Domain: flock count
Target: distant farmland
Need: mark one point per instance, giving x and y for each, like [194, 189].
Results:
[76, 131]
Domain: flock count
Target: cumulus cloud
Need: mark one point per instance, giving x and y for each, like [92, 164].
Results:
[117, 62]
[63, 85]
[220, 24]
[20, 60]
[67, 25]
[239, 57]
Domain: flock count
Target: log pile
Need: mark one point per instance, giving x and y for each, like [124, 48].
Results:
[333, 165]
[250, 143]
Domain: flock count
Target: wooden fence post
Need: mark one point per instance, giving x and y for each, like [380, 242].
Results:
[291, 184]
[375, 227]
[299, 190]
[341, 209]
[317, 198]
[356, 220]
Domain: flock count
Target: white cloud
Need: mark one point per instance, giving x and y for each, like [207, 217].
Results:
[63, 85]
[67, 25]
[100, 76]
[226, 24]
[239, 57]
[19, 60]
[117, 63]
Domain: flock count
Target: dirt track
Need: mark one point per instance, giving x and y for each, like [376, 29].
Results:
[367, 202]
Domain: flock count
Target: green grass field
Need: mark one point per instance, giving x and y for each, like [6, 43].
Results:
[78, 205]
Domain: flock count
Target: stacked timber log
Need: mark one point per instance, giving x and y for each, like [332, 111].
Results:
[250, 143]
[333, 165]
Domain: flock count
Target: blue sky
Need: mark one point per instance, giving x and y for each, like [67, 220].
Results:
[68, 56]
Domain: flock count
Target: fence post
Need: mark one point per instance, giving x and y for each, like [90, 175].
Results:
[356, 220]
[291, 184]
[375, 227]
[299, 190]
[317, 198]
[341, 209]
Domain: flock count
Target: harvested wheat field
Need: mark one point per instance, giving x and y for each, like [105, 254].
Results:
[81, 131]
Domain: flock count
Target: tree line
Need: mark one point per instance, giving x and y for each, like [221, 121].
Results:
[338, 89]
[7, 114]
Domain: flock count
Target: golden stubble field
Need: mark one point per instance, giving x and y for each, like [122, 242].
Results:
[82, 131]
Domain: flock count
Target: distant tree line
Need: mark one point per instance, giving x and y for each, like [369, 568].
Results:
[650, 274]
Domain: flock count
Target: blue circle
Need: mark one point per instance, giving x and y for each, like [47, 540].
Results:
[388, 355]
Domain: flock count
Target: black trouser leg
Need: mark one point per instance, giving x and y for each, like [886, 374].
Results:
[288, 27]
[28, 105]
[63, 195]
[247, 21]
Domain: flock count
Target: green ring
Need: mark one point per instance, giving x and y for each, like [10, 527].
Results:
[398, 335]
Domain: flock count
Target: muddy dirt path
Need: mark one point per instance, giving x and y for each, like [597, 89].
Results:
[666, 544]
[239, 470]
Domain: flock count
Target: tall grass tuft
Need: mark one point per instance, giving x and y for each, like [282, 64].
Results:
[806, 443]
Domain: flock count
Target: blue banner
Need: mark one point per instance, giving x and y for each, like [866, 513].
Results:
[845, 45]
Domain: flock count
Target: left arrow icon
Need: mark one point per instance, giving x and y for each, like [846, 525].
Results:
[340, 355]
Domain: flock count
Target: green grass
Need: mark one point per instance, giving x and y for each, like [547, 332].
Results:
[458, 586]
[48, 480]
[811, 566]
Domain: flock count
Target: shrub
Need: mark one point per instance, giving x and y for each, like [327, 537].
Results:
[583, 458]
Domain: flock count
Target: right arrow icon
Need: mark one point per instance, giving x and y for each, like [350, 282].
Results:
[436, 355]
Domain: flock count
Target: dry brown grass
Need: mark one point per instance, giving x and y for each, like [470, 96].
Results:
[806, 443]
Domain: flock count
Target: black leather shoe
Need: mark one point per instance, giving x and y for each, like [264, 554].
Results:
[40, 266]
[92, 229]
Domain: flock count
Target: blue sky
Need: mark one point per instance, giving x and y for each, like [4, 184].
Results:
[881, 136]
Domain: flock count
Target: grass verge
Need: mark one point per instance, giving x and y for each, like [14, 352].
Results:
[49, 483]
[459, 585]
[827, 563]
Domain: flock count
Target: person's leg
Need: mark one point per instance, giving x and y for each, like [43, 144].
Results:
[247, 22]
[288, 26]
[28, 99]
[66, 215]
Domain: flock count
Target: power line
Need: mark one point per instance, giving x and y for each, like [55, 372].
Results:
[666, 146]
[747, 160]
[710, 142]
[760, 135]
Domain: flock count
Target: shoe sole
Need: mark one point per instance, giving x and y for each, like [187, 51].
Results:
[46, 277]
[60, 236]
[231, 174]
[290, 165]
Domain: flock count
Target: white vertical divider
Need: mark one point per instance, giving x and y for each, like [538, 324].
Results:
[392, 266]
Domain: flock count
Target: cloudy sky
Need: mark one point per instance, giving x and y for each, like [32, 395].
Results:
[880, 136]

################

WHAT THE TASK REQUIRES:
Count the lines in the records above that contain the string "arrow". Reply with the number only.

ANSWER TO THE PROBLEM:
2